## TRY IT
Repeat the listing verbatim. Drop any pictures.

## RECORD SET

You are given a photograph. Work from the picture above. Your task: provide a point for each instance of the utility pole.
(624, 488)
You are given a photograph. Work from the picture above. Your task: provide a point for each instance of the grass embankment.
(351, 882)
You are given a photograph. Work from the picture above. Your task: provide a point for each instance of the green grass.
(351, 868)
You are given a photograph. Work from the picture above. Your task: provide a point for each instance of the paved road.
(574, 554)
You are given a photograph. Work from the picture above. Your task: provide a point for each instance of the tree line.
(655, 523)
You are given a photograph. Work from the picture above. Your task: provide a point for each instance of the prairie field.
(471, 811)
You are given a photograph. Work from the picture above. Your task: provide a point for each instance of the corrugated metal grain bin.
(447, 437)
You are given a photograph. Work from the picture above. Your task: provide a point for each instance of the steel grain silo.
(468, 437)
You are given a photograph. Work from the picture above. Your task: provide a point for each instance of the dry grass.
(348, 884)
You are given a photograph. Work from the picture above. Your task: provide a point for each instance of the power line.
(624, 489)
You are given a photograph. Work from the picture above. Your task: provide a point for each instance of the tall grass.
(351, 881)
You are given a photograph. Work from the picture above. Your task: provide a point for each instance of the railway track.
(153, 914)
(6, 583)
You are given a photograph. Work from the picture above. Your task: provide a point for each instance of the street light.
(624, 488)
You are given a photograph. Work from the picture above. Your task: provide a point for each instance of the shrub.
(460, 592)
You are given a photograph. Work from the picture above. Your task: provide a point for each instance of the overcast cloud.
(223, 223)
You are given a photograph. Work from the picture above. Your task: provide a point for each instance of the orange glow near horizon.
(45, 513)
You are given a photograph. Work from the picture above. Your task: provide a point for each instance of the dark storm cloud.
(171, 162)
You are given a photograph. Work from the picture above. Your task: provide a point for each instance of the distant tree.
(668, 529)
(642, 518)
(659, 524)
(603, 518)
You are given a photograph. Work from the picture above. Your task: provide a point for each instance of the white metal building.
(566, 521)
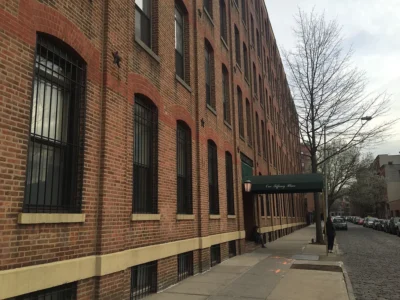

## RESPONSE BOX
You are given a photograph. Work from the picture above. Your task: provide a point for each instance of the utility pole.
(624, 488)
You are given a photograph. Work from the picture above. Your task: provide a point for each instance of the grass embankment.
(351, 882)
You are given a photograph. Work from the picture above. Your task: provide a point for each instance of the green grass.
(351, 868)
You are given a photograph. Work from the picture above. Your task: provide a point for each instance of the paved road.
(574, 554)
You are given a photograph. Work from the picture above. Your task: provide a point for each instance of the tree line.
(655, 523)
You are given a photograph. Work from the picture above. Your task: provide a point for each instance of the prairie field.
(471, 811)
You are given a photograph. Work from the picture above. Your task: provide a point for each instance of the corrugated metal grain bin.
(447, 437)
You are given a photograph. Work from the picture above. Your task: provide a point for each instance of the steel grain silo.
(468, 437)
You are given a photograph. Work from the picture above. Your task: provide a point for each instance of the dry grass.
(348, 884)
You are given a photograph. Work from the picture above. Your task: provide a point for each instance of the power line.
(624, 489)
You are given a photograph. Work from the picture above. Your task: provide a point for each instance of the tall grass.
(351, 881)
You are given a photograph. Work from the picture above. Your task: provide a point for each instance of the railway track.
(153, 914)
(6, 583)
You are given a photograph. Work from the picture above. Your task: provide a point for each instance of the street light.
(624, 488)
You are given a photograph. Work from the picture above. Your task: provide a point for each instance of the shrub.
(460, 592)
You are given a photograph. Work from the picture above. Your task: provide a point for each instance of the overcast cloud.
(223, 223)
You are given a photograph. Work from the picture above. Your task: provide a point for each instance of the orange glow near horizon.
(45, 513)
You are given a photograph. Work from the picture above. Your task: provide a point for each instance of the dark storm cloud.
(171, 162)
You are given a photograph. Work from the picture above. Your task: provide a point for each instance of the distant tree.
(668, 529)
(642, 518)
(659, 524)
(603, 518)
You are given a photograph. Work from the picture above. Your task: provide a point for each instance of the white metal building.
(566, 521)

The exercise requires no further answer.